GOAL OF THE EXERCISE: In every row below, swap "one pair per line" for "one pair to a line" and leave everything else as it is.

(Dataset rows showing where objects appear)
= = = = =

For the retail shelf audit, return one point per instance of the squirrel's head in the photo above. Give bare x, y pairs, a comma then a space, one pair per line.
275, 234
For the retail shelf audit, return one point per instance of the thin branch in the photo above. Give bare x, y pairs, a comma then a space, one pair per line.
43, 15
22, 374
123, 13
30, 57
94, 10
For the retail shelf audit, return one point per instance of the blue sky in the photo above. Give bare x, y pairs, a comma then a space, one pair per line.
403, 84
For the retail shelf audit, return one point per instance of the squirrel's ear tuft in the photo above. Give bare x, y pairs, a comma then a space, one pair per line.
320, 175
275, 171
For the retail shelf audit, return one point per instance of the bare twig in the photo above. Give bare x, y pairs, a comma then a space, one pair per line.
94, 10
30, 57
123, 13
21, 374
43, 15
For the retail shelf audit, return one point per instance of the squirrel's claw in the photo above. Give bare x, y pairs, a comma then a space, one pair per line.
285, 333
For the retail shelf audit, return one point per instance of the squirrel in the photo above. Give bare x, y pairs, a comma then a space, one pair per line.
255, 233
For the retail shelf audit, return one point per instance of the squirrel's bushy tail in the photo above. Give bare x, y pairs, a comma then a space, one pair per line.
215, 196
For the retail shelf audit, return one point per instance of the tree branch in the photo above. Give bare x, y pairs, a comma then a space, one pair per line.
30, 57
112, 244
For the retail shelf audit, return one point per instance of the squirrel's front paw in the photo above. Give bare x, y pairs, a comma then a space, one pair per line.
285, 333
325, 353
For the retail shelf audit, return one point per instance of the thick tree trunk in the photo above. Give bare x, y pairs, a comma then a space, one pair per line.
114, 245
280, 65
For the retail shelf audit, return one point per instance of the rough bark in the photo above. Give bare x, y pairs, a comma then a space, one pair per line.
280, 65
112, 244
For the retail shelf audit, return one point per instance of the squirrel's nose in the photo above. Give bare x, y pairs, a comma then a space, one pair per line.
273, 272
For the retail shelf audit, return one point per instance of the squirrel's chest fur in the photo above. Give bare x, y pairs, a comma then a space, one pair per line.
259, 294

= = = = =

SOLUTION:
For the retail shelf audit, return one point per instance of the squirrel's head in the photo above. Give bare x, y pairs, a comma then a space, one pair to a line.
275, 234
For the retail shelf audit, return one point per instance of the thin branch in the photo above. Give bare x, y pairs, a comma then a space, one pair to a line.
43, 15
22, 374
123, 13
30, 57
94, 10
For the retail shelf audit, return one point per instance of the blue sky in the photo above. Give bare x, y pairs, a comma then a space, one pair to a line.
403, 84
For the retail shelf audit, return one point per instance of the squirrel's ear tuft in the photo above. Give bare x, y pairs, a comma then a space, one pair to a line.
320, 175
275, 171
For the retail shelf audit, return one point per instance of the bare twig in the photo above. Give bare x, y pairs, a comma then a space, one pair to a line.
94, 10
30, 57
123, 13
21, 374
43, 15
For the retail shelf audit, return one point per instance of the squirrel's claw in the photo above. Give bare x, y pairs, a comma then a space, one pair to a line.
285, 333
For the retail shelf audit, return one point per instance of the squirrel in the photo above. Give bare x, y pairs, a comma then a space, one pair to a line.
255, 233
For the retail shelf audit, return one point per instance of the squirrel's bushy tail in the photo above. Give bare x, y pairs, a comma then a space, one pair to a line.
215, 196
For the retail shelf audit, return one point per instance of the tree branch in the photo above. Give bare x, y pairs, a comma then a space, one pair to a line.
30, 57
112, 244
For the retail shelf audit, return one point per instance of the squirrel's front paw in the photo above. Give bare x, y pairs, a comma then a space, one pair to a line.
285, 333
325, 353
For the retail shelf audit, return one point per instance of the thick tree trunk in the photo above. Give bare x, y pairs, a comma then a space, one pair to a line.
114, 245
280, 65
For the retail shelf audit, return one point per instance of the rough bark in the photo above. Give bare x, y pairs, a comma then a space, one pair to a line.
280, 65
112, 244
For the retail shelf audit, return one point per instance of the squirrel's nose in the photo above. Give bare x, y pairs, a comma then a space, one pair to a line.
273, 272
For the retail shelf audit, return one point per instance of the squirrel's chest fur in the photo above. Give bare x, y pairs, a comma then a space, one pair to a line.
259, 294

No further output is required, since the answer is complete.